Document text

^^^^^^^^^^^^^^^^

Not the most extensive training ever! But that is not a problem - I'm more interested in acquainting myself with all the pieces than getting a good result at this point. 

In [197]:
# pd.to_pickle(vocab.stoi, 'data/stoi.pkl') # can't pickle defaultdict because I used a lambda :(
# pd.to_pickle(vocab.itos, 'data/itos.pkl')

In [3]:
itos = pd.read_pickle('data/itos.pkl')

In [4]:
# Importing functionality we defined in an earlier notebook

from embedding_gym.core import Embeddings, evaluate_monolingual_embeddings

In [5]:
# Loading the model

model = torch.load('models/best_model_lower_lr.pth')

In [6]:
embeddings = Embeddings(model.emb.weight.cpu().detach().numpy(), itos)
evaluate_monolingual_embeddings(embeddings, lower=True)

^^^^^^^^^^^^^^^^

Collected material
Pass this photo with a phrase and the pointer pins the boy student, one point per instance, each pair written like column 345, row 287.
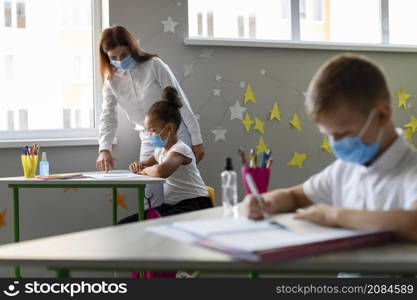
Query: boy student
column 373, row 183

^^^^^^^^^^^^^^^^

Exercise set
a - Summarize the notebook excerpt in two sentences.
b - Repeat the notebook excerpt word for word, starting at "from embedding_gym.core import" and ending at "evaluate_monolingual_embeddings(embeddings, lower=True)".

Expected results
a - The author admits the training was not extensive but considers this acceptable, since the present aim is to become acquainted with all the pieces rather than to get a good result. The notebook then reads the itos pickle file, imports Embeddings and evaluate_monolingual_embeddings from embedding_gym.core, loads the model from 'models/best_model_lower_lr.pth', and builds embeddings from the model's embedding weights to evaluate them with lower=True.

b -
from embedding_gym.core import Embeddings, evaluate_monolingual_embeddings

In [5]:
# Loading the model

model = torch.load('models/best_model_lower_lr.pth')

In [6]:
embeddings = Embeddings(model.emb.weight.cpu().detach().numpy(), itos)
evaluate_monolingual_embeddings(embeddings, lower=True)